:: Page text ::
Mean Girl Cheerleaders and Outlandish Sheriffs Ring in the New Year of Television

Dare Me and Deputy both have their flaws and their charms.


  • Dare Me. USA. Sunday, December 29, 10 p.m.
  • Deputy. Fox. Thursday, January 2, 9 p.m.

It may sound like a marketing slogan for The CW, but the aphorism that "There's something dangerous about the boredom of teenage girls" actually comes from a different network. It's spoken by the narrator of Dare Me, USA's new cheerleader noir. (How's that for a phrase you never thought you'd hear?) And whatever else you may think about Dare Me, it certainly lives up to the narration.

At their best, the mean girlz of Dare Me are snotty, jealous, bullying, and predatory. At their worst—well, they're much worse. The first episode opens with a creepy, underlit scene in which one of the characters gropes for an object that, when she comes up with it, turns out to be a blood-smeared cell phone. Who it belongs to, what happened to her (or, maybe, him) and why are the mystery that slowly (much too slowly, many are likely to feel) unfurls over the next 10 hours.

:: Given material ::

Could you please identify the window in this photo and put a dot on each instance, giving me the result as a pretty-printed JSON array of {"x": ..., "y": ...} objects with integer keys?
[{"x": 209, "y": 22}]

:: Short task 1 ::
According to the television review, on which network and at what day and time does Deputy air?
:: Short task 2 ::
Extract the passage of the television review from "Mean Girl Cheerleaders" up to and including "to the narration.", copying it word for word.

:: Complete response 1 ::
Fox, on Thursday, January 2, at 9 p.m.

:: Complete response 2 ::
Mean Girl Cheerleaders and Outlandish Sheriffs Ring in the New Year of Television

Dare Me and Deputy both have their flaws and their charms.


  • Dare Me. USA. Sunday, December 29, 10 p.m.
  • Deputy. Fox. Thursday, January 2, 9 p.m.

It may sound like a marketing slogan for The CW, but the aphorism that "There's something dangerous about the boredom of teenage girls" actually comes from a different network. It's spoken by the narrator of Dare Me, USA's new cheerleader noir. (How's that for a phrase you never thought you'd hear?) And whatever else you may think about Dare Me, it certainly lives up to the narration.